_Actions to take_.
a – Using the text about Experiment 1, answer each question in a few words:
(i) In which meaning contexts did participants generally have the highest accuracy?
(ii) Which condition was very difficult for participants to learn?
(iii) Which conditions had particle accuracy similar to Condition 1d?
b – Extend the text about Experiment 1 past its last sentence.

One potential interpretation of these results is that learners’ behavior in Experiment 1 points toward a special role for Positive Agreement. Where Positive Agreement was among the critical meanings, participants preferred to map the short form to this meaning. Where it was absent, participants showed no preference. The pattern of results in Conditions 1a and 1b may thus reflect participants’ preference to use short forms with Positive Agreement (rather than using long forms with e.g., Positive Disagreement, as we expected). This could be due to the fact that this meaning is the least marked in the hierarchy. However, given that we did not find any other evidence in support of the hierarchy (i.e., use of the shorter form with Negative Disagreement, also relatively unmarked) it may simply be that participants find Positive Agreement easy to process or learn. Indeed, participants generally had the highest accuracy in Positive Agreement contexts (see Footnote 6). This means that participants were not just more likely to use the short form for Positive Agreement contexts, they were also less likely to use an incorrect particle in these contexts compared to any other across conditions. Therefore, it is possible that our results point not to any sensitivity to the complex of markedness relations in (1) during learning, but instead to the special status of Positive Agreement, e.g. as least marked, semantically or otherwise.

However, it is also worth considering a few other possibilities. First, Condition 1c was very difficult for participants to learn (there were many more exclusions for particle accuracy in this condition). Participants’ failure to condition short vs. long form use on meaning in this condition may, at least in part, be due to the difficulty of mapping the particles to meanings in this condition.6 Particle accuracy in Condition 1d was similar to Conditions 1a and 1b, but the lack of sensitivity to markedness in this condition might be due to the fact that these two meanings are more similar to one another in terms of markedness (i.e., they are adjacent on the hierarchy).

_Entries supplied_.
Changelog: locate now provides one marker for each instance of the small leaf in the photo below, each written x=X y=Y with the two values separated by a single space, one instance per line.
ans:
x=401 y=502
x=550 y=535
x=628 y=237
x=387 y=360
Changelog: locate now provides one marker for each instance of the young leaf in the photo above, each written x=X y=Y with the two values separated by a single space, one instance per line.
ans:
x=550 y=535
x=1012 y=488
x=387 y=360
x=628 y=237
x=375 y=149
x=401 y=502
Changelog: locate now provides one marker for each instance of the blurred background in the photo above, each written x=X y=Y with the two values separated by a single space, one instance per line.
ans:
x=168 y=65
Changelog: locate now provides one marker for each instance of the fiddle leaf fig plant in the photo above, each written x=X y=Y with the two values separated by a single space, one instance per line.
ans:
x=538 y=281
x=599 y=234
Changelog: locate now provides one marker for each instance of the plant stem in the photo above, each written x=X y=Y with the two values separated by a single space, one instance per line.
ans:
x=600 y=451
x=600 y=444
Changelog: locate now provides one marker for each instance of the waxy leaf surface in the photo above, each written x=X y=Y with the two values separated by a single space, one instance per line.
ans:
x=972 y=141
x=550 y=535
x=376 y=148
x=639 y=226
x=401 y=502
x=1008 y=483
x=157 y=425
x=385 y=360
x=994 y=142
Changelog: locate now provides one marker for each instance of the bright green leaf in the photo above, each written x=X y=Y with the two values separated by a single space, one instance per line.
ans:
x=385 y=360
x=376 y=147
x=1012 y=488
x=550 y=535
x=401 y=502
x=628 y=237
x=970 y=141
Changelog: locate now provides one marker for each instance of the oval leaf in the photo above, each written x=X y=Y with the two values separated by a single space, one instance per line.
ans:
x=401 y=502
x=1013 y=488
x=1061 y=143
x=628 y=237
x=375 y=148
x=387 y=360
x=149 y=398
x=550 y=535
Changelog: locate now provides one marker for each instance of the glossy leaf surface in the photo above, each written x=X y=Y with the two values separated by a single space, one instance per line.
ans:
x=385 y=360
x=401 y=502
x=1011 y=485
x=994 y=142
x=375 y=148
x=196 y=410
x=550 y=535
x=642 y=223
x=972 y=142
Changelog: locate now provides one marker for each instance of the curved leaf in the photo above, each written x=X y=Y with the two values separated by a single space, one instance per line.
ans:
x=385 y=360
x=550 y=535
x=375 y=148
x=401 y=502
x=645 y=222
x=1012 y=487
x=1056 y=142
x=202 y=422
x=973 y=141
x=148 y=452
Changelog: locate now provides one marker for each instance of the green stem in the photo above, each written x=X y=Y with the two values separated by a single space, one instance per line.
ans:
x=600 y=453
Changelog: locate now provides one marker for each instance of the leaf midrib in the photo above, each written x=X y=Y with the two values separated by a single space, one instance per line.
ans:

_Expected answers_.
a –
(i) Positive Agreement contexts
(ii) Condition 1c
(iii) Conditions 1a and 1b

b –
Second, it might be that not every semantic property that contributes to the markedness hierarchy is equally important during learning. Learners may be sensitive to differences in markedness that result from whether or not one of the critical meanings involved Negative polarity or Disagreement, but not to differences in markedness that are due to feature (in)congruence. In Conditions 1a and 1b, the critical meanings were Positive Agreement and either Positive Disagreement (1a) or Negative Agreement (1b). The latter two involve both Disagreement/Negative polarity and feature incongruence, the former involves neither, and here learners condition the long and short forms as predicted. By contrast, in Conditions 1c and 1d, one of the critical meanings involves congruent features (Negative Disagreement) and the other incongruent features (Positive Disagreement in 1c or Negative Agreement in 1d)—and here learners do not condition the long and short forms as predicted. Under this interpretation, learners would thus be sensitive to markedness based on specific features, but not based on feature (in)congruence.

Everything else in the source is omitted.